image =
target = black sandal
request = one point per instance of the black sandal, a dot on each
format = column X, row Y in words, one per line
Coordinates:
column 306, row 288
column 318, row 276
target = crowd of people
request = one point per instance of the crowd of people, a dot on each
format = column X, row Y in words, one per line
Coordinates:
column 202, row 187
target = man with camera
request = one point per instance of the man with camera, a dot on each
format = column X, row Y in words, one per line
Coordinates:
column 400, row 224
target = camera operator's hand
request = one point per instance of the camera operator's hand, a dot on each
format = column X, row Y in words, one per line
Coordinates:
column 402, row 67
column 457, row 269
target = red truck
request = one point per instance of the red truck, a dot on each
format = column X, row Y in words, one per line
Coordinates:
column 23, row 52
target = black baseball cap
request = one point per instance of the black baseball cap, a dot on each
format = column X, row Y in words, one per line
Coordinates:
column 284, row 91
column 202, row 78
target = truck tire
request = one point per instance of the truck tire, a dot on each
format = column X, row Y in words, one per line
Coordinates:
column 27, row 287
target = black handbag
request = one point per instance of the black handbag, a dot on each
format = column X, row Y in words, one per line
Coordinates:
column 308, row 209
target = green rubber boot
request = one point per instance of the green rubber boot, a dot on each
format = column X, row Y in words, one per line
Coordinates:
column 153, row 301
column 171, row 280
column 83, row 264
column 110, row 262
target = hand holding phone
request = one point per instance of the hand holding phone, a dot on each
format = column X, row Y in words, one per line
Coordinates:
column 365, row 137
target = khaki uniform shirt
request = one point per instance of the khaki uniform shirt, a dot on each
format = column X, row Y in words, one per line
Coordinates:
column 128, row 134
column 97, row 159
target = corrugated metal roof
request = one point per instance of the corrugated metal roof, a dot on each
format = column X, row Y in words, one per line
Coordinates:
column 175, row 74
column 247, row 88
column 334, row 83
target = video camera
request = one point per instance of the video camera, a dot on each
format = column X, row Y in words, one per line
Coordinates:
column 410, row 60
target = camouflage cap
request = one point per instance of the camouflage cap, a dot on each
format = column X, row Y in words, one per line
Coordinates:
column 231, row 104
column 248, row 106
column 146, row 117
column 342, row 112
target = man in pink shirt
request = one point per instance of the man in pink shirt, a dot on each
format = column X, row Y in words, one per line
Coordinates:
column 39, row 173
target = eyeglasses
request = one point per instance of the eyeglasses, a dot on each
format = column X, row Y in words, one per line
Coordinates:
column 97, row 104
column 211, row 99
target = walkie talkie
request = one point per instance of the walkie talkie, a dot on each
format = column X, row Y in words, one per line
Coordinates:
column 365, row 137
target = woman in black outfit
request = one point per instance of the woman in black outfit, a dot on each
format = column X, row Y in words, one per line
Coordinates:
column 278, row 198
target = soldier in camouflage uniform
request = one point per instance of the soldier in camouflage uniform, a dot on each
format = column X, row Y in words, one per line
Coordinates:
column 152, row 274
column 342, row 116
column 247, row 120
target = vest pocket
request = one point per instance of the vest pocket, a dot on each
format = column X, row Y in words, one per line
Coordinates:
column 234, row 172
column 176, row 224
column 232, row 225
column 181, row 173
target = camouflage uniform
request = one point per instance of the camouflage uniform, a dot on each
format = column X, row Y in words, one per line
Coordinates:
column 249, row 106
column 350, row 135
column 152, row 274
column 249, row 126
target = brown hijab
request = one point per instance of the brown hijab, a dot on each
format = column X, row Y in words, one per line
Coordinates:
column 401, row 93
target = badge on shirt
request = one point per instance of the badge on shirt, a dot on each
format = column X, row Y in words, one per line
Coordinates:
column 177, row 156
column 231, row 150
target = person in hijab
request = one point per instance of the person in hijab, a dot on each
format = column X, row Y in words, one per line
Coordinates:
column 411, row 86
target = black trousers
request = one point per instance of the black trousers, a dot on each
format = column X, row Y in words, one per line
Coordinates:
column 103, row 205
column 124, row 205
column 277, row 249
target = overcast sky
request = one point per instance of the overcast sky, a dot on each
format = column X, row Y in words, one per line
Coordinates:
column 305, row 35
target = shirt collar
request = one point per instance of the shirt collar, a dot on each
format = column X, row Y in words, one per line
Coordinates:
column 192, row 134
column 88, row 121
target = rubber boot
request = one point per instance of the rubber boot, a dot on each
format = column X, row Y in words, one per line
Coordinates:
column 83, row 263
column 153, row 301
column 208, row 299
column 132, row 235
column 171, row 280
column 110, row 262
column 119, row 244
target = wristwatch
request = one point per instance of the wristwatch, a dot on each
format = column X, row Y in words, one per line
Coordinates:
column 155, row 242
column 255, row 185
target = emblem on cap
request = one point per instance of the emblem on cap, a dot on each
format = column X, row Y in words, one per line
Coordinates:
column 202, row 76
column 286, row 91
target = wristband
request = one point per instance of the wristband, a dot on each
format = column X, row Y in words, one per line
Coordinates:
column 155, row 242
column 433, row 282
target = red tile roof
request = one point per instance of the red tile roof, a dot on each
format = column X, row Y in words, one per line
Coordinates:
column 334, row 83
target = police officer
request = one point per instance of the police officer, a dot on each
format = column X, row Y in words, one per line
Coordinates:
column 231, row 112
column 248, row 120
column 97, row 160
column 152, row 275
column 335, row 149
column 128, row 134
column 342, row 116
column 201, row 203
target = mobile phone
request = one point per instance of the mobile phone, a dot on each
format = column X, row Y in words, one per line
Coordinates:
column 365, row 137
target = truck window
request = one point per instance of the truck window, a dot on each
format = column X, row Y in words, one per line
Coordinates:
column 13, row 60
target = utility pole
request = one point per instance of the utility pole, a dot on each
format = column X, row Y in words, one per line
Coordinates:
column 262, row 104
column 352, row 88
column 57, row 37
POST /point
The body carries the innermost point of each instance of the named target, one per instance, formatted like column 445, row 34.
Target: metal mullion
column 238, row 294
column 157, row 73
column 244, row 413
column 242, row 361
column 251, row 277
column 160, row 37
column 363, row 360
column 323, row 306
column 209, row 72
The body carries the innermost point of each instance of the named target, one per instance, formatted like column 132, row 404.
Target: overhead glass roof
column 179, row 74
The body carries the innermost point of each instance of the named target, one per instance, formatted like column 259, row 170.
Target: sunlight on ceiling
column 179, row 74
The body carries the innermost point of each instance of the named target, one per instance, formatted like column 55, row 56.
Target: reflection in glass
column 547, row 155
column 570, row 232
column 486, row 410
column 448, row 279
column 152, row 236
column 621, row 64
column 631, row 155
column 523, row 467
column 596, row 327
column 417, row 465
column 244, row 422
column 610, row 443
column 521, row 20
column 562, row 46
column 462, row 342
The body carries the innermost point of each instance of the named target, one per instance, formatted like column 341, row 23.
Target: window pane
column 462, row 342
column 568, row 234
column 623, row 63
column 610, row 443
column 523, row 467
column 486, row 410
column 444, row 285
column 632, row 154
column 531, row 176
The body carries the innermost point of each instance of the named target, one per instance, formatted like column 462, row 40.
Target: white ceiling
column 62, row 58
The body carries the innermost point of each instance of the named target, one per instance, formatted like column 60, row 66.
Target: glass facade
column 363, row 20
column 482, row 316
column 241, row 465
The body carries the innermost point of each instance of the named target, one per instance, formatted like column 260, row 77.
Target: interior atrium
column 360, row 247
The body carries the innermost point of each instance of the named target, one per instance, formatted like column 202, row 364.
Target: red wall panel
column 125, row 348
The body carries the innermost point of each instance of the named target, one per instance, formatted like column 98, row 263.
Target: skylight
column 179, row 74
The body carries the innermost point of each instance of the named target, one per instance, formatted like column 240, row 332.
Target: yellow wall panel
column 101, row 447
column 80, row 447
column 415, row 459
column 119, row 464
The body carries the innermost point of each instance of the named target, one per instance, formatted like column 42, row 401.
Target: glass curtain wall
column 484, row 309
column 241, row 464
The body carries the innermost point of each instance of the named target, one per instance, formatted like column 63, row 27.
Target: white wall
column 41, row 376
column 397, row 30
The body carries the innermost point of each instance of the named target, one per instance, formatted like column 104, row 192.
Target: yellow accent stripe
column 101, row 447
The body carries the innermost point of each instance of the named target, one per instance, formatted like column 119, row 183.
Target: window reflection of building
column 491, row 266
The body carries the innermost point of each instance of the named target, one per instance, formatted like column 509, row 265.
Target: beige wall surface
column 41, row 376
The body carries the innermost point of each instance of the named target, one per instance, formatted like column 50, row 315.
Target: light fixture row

> What to do: Return the lines above, starting at the one that contains "Target: window reflection of building" and running through the last, exactly as they appear, with no extra lines.

> Task response:
Target: window reflection of building
column 491, row 266
The body carries the innermost point of each instance of the named target, one per instance, formatted like column 509, row 265.
Target: beige wall surface
column 41, row 376
The body carries the innermost point of each instance of the named target, one per instance, formatted like column 50, row 315.
Target: light fixture row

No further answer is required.